* YOUR OBJECTIVE:
Please transcribe the entries exactly and omit the images they contain.

* AVAILABLE DATA:

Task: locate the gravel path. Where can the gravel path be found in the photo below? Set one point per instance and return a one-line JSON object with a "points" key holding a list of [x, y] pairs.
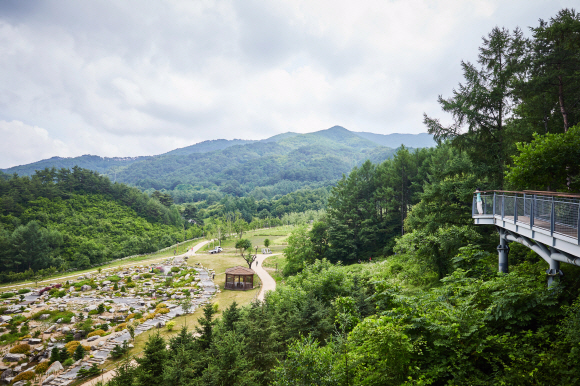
{"points": [[268, 283]]}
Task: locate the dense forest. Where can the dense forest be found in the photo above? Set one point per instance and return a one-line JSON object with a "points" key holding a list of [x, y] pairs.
{"points": [[76, 218], [427, 305]]}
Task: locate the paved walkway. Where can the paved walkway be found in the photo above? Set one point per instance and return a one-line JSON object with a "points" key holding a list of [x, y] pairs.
{"points": [[141, 262], [268, 283]]}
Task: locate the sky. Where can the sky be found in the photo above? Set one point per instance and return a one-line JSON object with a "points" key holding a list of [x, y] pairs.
{"points": [[139, 77]]}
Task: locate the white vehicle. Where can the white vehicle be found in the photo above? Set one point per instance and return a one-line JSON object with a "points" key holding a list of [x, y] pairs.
{"points": [[216, 250]]}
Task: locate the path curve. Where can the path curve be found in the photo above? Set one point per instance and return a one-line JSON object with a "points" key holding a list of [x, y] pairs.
{"points": [[188, 253], [268, 283]]}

* RESPONSE FOR THIS EXERCISE:
Task: locate the gravel path. Where can the gravel path be found in the photo below? Set one point per instance and return a one-line JSON object with a "points" key holding a list of [x, y] pairs.
{"points": [[268, 283]]}
Task: locate the dense forest. Where can the dense forest be found in the photo above? Set one point per instance and return a one-line JSON object with a "points" key holding a list of [x, y] pairs.
{"points": [[76, 218], [427, 305]]}
Task: locate the paved walkway. Where can the paved walkway be found in the photo above? Set one point per instance and return a one-line JSON object with a "points" key holding a list of [x, y] pairs.
{"points": [[141, 262], [268, 283]]}
Task: locate the sky. Where can the sky be found in the photo above? Set one point per instance and return a one-line JSON object with a "points" key holding a list of [x, y] pairs.
{"points": [[139, 77]]}
Task: locate the white vehicle. Where can the white vehicle be found in the photo above? Set one point per instance and return a one-line JSON object with a "points" key holding a list of [x, y] pairs.
{"points": [[216, 250]]}
Task: locate the path curve. Where can the path curve be found in the photo above? Set one point per instance and return a one-line JSON object with a "points" key holding a list of [x, y] pairs.
{"points": [[188, 253], [268, 283]]}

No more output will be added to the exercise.